◆ **SHORT PROBLEM A**:
Answer these from the FFNN notes, one line each:
(i) In what direction does data flow, according to the FFNN notes?
(ii) What default value does `SimpleFFNN` give `hidden_dim`?
(iii) What formula do the notes give for ReLU(x)?
◆ **SHORT PROBLEM B**:
Which lines of the rows contain the string "caterpillar"? Gather each one, and treat uppercase and lowercase as different.
start SOURCE EXCERPT
# FFNN
Aseries of linear layer followed by non-linear activation function that map input features to output prediction

It is called feed forward because data flows in one direction: *input -> hidden layers -> output*

In [1]:
import torch
import torch.nn as nn

class SimpleFFNN(nn.Module):
    def __init__(self, input_dim = 10, hidden_dim = 64, output_dim = 3):
        super().__init__()
        self.net = nn.Sequential(
            nn.Linear(input_dim, hidden_dim),
            nn.ReLU(),
            nn.Linear(hidden_dim, output_dim)
            )

    def forward(self, x):
        return self.net(x)

# ReLU
Rectified Linear Unit(ReLU)

        ReLU(x) = max(0,x)

* Introduces non-linearity
* Prevents vanishing gradients (compared to sigmod / tanh)
* Fast and efficient

In [2]:
x = torch.tensor([-2.0, 0.0, 3.0])
relu = nn.ReLU()
print(f'{relu(x)}')
end SOURCE EXCERPT
start TASK INPUTS
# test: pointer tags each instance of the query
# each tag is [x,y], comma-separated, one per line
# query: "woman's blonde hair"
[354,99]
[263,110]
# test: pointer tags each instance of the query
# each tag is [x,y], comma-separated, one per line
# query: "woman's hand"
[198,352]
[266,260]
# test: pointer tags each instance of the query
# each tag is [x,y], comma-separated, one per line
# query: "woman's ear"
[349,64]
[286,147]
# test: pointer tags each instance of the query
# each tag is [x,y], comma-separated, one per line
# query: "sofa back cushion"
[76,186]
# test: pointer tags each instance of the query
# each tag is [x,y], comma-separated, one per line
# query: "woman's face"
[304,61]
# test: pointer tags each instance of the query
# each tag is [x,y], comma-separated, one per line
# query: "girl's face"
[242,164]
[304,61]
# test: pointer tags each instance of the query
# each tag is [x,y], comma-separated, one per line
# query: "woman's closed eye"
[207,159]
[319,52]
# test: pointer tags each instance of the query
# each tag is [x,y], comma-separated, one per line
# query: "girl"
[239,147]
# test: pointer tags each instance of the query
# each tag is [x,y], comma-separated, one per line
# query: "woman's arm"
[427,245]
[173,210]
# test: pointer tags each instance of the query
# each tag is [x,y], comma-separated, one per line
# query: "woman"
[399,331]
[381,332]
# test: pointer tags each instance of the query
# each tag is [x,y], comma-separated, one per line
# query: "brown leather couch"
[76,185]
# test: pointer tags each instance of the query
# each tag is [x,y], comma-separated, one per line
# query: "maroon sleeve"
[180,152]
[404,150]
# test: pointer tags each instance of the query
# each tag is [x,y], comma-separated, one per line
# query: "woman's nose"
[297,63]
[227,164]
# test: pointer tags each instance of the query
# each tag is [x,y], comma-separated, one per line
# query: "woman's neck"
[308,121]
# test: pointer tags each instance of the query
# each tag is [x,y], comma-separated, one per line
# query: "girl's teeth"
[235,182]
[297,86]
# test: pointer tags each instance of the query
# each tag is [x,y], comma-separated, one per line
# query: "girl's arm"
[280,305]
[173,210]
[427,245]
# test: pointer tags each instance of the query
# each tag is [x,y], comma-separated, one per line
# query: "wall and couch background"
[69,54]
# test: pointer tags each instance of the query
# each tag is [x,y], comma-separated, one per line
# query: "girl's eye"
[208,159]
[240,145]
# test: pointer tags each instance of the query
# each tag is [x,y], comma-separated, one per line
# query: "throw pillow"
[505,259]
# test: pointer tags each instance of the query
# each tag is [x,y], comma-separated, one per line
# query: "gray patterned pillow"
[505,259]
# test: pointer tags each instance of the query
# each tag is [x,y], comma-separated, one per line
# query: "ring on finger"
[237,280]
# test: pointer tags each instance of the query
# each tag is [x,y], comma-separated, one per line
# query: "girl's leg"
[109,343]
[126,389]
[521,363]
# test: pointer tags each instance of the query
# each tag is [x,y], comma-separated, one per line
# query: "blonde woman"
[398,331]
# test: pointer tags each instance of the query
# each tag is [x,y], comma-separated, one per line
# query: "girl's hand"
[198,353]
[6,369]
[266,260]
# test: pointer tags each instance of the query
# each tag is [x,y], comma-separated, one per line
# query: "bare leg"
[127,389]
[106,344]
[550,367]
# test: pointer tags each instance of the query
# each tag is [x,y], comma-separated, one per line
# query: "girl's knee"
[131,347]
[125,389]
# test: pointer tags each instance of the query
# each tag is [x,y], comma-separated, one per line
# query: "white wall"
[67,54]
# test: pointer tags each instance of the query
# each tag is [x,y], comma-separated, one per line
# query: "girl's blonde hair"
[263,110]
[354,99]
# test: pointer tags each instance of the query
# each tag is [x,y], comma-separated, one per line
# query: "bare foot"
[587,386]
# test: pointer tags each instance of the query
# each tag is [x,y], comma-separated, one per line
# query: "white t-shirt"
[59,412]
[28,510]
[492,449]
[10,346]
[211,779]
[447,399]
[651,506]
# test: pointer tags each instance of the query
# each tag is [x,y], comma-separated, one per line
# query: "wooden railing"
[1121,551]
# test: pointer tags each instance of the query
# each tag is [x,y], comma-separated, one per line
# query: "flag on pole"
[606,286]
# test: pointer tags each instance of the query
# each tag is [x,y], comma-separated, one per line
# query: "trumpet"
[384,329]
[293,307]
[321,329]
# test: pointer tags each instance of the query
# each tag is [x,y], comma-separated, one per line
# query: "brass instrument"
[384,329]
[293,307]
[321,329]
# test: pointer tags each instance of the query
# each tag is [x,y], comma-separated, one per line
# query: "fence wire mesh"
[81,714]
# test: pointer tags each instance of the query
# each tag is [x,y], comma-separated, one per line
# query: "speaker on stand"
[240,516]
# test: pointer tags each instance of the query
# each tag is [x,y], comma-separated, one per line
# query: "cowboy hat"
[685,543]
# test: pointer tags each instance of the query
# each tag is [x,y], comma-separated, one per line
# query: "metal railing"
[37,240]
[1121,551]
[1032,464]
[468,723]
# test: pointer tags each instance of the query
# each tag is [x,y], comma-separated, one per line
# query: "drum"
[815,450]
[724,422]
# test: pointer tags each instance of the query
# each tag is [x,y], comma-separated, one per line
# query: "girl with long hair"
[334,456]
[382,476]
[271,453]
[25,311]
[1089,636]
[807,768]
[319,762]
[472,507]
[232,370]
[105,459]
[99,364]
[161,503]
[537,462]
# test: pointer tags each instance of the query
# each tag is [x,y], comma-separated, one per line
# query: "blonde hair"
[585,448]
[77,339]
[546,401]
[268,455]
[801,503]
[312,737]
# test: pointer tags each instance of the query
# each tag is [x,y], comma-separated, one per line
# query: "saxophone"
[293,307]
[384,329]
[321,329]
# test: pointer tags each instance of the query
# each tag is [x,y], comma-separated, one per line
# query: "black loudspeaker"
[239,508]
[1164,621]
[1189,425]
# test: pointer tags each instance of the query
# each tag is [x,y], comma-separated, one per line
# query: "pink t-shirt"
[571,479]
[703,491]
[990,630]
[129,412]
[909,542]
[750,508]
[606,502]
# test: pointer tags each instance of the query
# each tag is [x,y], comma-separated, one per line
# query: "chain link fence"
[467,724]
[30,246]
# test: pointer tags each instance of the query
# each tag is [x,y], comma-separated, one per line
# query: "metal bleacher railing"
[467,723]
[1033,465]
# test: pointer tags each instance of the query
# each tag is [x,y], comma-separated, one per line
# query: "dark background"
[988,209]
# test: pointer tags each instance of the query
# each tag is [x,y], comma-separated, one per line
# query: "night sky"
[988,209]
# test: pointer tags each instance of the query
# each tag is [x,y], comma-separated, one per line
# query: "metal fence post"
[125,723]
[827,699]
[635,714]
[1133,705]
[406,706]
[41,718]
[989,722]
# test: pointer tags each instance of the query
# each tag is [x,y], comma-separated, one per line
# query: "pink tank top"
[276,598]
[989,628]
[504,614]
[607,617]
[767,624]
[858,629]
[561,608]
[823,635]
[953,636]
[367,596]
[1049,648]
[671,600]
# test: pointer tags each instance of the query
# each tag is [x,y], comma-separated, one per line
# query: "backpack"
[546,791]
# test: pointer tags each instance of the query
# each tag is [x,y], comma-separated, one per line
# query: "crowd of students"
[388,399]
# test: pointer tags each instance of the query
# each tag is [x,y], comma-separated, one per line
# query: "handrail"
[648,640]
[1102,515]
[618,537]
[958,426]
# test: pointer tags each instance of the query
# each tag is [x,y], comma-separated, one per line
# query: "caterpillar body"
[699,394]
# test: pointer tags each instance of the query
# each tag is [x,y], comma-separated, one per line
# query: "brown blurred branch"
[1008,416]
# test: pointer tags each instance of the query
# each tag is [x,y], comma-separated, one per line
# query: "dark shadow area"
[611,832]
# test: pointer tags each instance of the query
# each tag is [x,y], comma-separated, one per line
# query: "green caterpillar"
end TASK INPUTS
◆ **FINAL RESULT A**:
(i) In one direction: input -> hidden layers -> output
(ii) 64
(iii) ReLU(x) = max(0,x)

◆ **FINAL RESULT B**:
# query: "caterpillar body"
# query: "green caterpillar"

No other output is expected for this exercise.